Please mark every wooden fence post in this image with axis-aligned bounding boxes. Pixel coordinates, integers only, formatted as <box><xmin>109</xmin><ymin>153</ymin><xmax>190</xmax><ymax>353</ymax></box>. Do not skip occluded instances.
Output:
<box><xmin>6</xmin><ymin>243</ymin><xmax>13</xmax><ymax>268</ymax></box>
--
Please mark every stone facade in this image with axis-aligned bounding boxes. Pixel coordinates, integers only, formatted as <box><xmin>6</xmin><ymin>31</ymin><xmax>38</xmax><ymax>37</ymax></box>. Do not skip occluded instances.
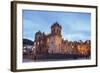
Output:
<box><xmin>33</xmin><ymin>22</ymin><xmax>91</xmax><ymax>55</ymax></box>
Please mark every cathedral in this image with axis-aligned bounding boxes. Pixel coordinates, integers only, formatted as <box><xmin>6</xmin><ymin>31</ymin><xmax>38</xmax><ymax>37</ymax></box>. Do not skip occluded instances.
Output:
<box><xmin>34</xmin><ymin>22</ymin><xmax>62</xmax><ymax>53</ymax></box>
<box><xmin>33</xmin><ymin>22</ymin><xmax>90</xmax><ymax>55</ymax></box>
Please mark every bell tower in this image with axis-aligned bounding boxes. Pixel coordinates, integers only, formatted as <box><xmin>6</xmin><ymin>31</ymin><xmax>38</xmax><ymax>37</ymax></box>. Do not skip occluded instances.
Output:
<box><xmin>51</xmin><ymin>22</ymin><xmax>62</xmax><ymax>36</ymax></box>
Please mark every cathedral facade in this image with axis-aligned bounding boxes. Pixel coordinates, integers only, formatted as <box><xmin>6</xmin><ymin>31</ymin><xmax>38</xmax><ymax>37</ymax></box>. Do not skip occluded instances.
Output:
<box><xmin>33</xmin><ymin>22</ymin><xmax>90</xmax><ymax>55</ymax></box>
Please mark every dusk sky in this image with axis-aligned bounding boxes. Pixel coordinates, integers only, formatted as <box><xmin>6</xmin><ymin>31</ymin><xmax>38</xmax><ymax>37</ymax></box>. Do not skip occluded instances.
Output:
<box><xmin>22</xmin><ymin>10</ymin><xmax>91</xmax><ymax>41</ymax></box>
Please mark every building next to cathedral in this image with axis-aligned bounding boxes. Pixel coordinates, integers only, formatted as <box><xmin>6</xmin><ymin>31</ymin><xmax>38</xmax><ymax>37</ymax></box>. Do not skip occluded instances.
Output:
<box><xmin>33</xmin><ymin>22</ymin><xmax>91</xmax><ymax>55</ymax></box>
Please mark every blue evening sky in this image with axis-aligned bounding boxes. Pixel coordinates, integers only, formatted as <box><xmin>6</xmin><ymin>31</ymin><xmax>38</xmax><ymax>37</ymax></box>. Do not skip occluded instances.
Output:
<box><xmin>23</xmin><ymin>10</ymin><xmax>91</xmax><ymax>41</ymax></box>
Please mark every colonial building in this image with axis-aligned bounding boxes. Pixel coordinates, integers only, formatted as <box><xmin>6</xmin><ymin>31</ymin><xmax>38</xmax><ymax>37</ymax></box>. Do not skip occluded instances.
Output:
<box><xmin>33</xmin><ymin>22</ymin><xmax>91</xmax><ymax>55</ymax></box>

> Goal of the exercise:
Pick out every line in the material above that contains the word "cathedral", and copy each of those lines. Case counts when matching.

> Solution for this problem:
Please mark every cathedral in this image with axis-aligned bounding boxes. Pixel coordinates, integers only, formatted as <box><xmin>6</xmin><ymin>31</ymin><xmax>38</xmax><ymax>37</ymax></box>. Do not skip occluded instances.
Please mark every cathedral facade in this image with axis-aligned bounding boxes. Pixel coordinates, integers only, formatted as <box><xmin>6</xmin><ymin>31</ymin><xmax>38</xmax><ymax>37</ymax></box>. Do not skip occluded instances.
Please mark every building next to cathedral in this image with axis-aligned bounding boxes. Pixel coordinates, integers only, formatted as <box><xmin>6</xmin><ymin>31</ymin><xmax>38</xmax><ymax>37</ymax></box>. Do not skip occluded instances.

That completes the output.